# SET TASK:
Rewrite the rows below, replacing "drop a point on" with "place a marker on" wherever it appears and leaving everything else unchanged.
--------------------------------
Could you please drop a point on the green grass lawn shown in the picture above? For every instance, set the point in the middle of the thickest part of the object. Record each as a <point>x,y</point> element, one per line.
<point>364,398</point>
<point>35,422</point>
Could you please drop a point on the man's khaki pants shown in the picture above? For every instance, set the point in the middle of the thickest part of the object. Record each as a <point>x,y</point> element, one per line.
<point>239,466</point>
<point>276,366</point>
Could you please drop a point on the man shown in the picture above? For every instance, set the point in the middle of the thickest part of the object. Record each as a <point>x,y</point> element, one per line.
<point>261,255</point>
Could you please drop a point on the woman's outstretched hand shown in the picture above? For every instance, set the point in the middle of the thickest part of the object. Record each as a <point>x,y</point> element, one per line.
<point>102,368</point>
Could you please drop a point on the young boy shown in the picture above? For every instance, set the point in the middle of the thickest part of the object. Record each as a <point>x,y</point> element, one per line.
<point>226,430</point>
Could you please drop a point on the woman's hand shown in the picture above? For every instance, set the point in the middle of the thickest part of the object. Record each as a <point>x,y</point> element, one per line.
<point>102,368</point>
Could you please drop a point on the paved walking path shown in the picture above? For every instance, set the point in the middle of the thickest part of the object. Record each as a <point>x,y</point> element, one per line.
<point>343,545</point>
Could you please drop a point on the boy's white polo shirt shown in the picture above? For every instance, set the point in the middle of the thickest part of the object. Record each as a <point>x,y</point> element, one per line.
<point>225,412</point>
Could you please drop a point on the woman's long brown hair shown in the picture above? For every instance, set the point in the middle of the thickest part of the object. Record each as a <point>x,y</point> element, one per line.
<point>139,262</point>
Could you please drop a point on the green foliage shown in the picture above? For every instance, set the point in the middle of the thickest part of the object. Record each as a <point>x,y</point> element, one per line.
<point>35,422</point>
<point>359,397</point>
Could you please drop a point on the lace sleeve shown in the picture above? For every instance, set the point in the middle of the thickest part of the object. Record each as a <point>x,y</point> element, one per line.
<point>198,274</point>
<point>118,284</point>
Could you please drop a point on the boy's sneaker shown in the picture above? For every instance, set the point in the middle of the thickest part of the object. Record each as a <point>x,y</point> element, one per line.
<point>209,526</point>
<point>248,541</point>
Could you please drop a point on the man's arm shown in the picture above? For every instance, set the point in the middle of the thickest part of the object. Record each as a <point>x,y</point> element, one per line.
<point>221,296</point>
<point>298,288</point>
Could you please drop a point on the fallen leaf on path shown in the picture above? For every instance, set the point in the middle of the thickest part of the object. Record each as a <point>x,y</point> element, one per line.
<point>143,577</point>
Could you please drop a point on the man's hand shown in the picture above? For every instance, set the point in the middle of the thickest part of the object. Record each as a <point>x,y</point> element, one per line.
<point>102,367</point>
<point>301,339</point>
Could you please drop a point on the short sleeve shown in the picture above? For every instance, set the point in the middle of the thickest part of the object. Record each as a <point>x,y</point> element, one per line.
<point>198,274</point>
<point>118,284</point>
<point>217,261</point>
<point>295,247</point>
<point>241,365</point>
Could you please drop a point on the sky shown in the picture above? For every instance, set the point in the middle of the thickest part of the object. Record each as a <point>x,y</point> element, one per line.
--------------------------------
# EXPECTED ANSWER:
Could you please place a marker on the green grass lawn shown in the picture above? For every instance, set the point in the middle of the thickest part of the object. Record each as a <point>x,y</point> element, one per line.
<point>364,398</point>
<point>35,422</point>
Could you please place a marker on the man's khaki pants shown in the picture above? For every instance, set the point in the middle of the thickest part of the object. Record each as a <point>x,y</point> element, one per line.
<point>239,466</point>
<point>276,366</point>
Could you please place a marker on the man shown in the picture above? For every instance, set the point in the middle of the thickest part of the object. Record each as a <point>x,y</point> element, one per line.
<point>261,255</point>
Could you please place a marker on the woman's outstretched hand shown in the picture above? For every instance, set the point in the middle of the thickest part of the object. Record each as a <point>x,y</point> element, one per line.
<point>102,368</point>
Could you please place a marker on the young boy shown in the picture above? For every instance, set the point in the middle of the thickest part of the object. Record each as a <point>x,y</point> element, one per line.
<point>226,430</point>
Could you please place a marker on the woman's hand shown in the picture above? For every instance, set the point in the middle of the thickest part of the object. Record each as a <point>x,y</point> element, one per line.
<point>102,368</point>
Could you please place a marker on the paved walking path shown in the picture above? For every instance, set the point in the middle of the thickest part of the object. Record each as a <point>x,y</point> element, one per line.
<point>343,545</point>
Could you please place a marker on the boy's white polo shirt shown in the picture above? For every instance, set the point in the middle of the thickest part of the object. Record each as a <point>x,y</point> element, one per line.
<point>225,412</point>
Could you please place a marker on the woman's long brown hair shown in the picture above? For every instance, set the point in the middle of the thickest part of the object. Record each as a <point>x,y</point> element, one per line.
<point>139,262</point>
Could you please place a marker on the green foliage shown in the picture above? For every instance, set the point in the middle of the thickest part of the object. Record each as a <point>x,y</point> element, one per line.
<point>35,422</point>
<point>359,397</point>
Could you please place a marker on the lace sleeve shown in the picture above? For every instance, set the point in the middle of the thickest part of the object. Record each as a <point>x,y</point> element, one per line.
<point>198,274</point>
<point>118,284</point>
Could you please place a marker on the boy's sneaker shown in the picture above? For every instance, set the point in the middle of the thickest part of the object. Record each as a <point>x,y</point> element, one per line.
<point>209,526</point>
<point>248,541</point>
Could you please place a marker on the man's arm shown in the picture above? For every instance, set the point in the middle of the thickest part of the object. Record each as a <point>x,y</point> element, one per line.
<point>221,296</point>
<point>298,288</point>
Could you please place a marker on the fallen leaf on path shown in the picture above? For every instance, set the point in the middle of the thickest part of the object. Record each as a <point>x,y</point> element, one per line.
<point>143,577</point>
Could you please place a marker on the man's hand shown in the picture above? For every instance, set the point in the middle of the thickest part of the object. Record each as a <point>x,y</point> element, one per line.
<point>102,367</point>
<point>301,339</point>
Could you please place a marker on the short sleeve shown in the picture above? For every instance, set the point in the middle of the thickest part of the object. Record each as a <point>x,y</point> element, one per line.
<point>198,274</point>
<point>118,284</point>
<point>217,261</point>
<point>295,247</point>
<point>241,365</point>
Could you please place a marker on the sky shown in the picture above? For every instance, set the point in the middle of the thickest part of the object. Record each as a <point>x,y</point> element, one per line.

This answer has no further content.